## Task statement
Reproduce the line containing "Point to the brown soil." and every line after it through the end of the records. Include nothing else.

## The data
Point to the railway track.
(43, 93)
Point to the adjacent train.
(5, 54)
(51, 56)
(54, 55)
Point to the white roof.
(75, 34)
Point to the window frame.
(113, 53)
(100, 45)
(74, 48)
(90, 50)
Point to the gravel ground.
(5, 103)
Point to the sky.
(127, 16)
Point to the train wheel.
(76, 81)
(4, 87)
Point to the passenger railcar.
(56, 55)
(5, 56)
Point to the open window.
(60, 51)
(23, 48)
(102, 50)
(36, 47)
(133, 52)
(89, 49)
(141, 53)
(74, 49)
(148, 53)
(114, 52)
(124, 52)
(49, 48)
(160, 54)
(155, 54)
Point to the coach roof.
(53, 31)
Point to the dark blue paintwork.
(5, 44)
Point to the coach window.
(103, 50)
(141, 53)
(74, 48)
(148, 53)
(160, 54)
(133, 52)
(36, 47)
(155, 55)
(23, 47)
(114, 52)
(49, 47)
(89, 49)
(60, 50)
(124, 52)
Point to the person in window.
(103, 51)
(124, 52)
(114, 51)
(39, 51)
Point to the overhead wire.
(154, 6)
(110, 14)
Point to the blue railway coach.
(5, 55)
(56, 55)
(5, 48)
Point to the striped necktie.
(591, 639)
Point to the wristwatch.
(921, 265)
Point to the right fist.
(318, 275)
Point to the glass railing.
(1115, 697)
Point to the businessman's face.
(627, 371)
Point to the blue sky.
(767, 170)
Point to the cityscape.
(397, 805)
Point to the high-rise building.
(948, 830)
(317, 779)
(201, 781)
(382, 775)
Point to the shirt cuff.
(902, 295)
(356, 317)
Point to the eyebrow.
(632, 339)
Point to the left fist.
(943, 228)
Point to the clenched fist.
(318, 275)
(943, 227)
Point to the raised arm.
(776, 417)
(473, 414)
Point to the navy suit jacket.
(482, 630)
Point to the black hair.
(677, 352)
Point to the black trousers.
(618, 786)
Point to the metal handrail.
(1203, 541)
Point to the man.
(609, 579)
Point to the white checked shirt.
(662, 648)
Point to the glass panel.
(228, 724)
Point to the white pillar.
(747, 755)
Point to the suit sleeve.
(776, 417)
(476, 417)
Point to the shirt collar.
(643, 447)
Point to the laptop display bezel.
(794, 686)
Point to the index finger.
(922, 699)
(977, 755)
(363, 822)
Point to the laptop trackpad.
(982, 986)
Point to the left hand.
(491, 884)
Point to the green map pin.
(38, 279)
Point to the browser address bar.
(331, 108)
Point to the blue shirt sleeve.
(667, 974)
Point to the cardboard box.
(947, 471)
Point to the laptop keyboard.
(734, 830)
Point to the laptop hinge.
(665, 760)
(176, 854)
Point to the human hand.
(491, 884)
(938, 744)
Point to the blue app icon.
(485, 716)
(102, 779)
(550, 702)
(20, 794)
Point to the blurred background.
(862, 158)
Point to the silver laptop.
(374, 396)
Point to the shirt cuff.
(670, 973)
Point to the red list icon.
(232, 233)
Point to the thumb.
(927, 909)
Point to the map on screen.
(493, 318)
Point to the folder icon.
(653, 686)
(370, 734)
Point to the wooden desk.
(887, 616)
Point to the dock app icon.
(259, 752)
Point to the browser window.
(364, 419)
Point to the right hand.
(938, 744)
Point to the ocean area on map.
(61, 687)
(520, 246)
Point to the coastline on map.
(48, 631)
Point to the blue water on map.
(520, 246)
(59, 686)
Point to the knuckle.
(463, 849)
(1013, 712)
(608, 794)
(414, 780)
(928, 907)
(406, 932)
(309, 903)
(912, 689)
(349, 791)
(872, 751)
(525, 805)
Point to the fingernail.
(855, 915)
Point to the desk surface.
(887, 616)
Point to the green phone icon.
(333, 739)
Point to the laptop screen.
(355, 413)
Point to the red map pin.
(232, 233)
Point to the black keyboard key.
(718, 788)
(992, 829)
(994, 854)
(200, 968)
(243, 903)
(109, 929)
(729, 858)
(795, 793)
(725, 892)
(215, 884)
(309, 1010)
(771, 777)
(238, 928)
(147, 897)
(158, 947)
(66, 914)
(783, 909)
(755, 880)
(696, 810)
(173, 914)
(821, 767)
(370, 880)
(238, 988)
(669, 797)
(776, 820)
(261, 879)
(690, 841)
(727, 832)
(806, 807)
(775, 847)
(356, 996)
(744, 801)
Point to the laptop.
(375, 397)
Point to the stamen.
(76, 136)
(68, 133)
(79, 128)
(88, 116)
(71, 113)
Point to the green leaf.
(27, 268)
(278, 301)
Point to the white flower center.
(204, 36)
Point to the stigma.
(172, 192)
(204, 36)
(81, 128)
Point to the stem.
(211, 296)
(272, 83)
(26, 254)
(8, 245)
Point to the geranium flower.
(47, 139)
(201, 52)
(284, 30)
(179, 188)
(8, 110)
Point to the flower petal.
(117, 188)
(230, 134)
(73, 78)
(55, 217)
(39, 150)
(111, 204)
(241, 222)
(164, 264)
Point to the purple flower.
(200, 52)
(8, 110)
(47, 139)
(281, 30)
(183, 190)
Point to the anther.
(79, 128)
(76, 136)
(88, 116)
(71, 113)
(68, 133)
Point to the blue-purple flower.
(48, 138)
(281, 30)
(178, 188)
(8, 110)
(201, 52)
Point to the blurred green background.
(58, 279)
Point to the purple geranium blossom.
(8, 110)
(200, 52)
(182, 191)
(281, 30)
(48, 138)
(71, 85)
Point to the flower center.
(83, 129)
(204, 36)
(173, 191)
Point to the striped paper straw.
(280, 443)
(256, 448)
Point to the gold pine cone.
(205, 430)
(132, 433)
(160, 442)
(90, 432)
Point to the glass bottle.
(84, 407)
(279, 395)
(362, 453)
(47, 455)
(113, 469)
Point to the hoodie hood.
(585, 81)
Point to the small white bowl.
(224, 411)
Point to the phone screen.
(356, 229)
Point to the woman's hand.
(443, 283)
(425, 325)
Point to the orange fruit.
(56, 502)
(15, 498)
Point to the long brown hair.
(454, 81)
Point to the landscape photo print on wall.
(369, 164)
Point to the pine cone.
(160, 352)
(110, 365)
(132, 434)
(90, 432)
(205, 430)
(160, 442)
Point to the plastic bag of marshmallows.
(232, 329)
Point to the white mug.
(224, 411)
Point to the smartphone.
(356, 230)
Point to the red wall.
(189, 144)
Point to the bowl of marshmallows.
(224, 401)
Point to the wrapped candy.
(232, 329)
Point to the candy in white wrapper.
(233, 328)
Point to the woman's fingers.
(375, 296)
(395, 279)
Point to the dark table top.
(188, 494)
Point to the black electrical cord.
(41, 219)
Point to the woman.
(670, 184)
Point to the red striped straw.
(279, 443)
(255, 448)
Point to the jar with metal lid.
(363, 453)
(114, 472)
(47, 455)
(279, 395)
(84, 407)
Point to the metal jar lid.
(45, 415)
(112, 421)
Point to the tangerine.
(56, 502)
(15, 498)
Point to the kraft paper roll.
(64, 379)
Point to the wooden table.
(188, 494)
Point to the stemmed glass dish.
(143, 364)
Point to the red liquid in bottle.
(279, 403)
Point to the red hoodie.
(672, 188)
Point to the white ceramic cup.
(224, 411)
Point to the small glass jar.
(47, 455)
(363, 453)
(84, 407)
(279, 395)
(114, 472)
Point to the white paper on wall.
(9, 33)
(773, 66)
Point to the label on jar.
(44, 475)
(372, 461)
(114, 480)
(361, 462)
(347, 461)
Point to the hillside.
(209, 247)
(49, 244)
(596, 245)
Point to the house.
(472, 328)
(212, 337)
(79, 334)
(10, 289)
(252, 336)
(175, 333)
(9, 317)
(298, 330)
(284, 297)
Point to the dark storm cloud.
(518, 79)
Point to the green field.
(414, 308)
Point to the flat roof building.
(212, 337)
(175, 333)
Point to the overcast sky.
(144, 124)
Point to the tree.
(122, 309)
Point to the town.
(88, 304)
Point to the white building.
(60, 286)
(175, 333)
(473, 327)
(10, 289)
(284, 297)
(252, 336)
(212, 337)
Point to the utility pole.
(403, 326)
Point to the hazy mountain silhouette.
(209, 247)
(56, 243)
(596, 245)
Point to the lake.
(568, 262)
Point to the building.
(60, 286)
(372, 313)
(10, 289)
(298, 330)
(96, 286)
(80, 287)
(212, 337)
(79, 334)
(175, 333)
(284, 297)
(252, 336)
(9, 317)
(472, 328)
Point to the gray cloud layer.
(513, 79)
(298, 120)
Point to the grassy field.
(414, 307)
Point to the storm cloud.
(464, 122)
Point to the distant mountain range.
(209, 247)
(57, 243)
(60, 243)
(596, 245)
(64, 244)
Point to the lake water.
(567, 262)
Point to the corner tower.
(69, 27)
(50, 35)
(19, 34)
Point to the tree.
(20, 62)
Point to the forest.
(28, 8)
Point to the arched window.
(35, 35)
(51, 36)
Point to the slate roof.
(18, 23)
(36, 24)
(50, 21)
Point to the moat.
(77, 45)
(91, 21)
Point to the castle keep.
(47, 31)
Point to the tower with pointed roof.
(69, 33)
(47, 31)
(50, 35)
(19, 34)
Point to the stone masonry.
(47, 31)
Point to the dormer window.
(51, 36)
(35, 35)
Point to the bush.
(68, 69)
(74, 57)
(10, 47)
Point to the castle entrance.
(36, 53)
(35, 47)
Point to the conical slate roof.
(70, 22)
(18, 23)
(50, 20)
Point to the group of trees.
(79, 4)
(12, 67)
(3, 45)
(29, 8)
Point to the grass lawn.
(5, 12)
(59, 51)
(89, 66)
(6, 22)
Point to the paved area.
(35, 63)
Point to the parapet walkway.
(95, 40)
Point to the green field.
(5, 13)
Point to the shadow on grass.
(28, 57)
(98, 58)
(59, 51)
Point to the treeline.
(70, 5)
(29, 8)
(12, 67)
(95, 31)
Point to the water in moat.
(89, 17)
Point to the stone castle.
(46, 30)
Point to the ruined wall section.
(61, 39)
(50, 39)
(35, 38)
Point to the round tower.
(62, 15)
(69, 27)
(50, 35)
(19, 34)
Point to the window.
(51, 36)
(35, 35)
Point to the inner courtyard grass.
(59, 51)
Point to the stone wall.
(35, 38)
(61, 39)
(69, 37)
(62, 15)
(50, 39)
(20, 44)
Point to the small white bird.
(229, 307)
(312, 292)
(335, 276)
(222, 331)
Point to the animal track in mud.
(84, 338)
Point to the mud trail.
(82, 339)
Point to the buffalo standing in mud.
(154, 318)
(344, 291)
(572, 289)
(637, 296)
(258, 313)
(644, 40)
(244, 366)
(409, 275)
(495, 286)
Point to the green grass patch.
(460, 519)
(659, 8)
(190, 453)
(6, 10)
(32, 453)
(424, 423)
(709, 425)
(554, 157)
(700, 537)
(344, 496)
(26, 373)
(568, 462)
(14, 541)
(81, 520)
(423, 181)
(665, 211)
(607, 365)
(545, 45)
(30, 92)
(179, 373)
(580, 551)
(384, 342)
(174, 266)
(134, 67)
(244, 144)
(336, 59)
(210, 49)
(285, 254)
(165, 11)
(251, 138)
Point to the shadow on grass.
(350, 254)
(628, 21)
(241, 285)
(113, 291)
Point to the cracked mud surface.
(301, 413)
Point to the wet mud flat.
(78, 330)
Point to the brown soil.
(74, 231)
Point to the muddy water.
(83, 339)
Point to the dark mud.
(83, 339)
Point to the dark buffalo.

## Result for this exercise
Point to the brown soil.
(74, 231)
Point to the muddy water.
(83, 339)
Point to the dark mud.
(83, 339)
Point to the dark buffalo.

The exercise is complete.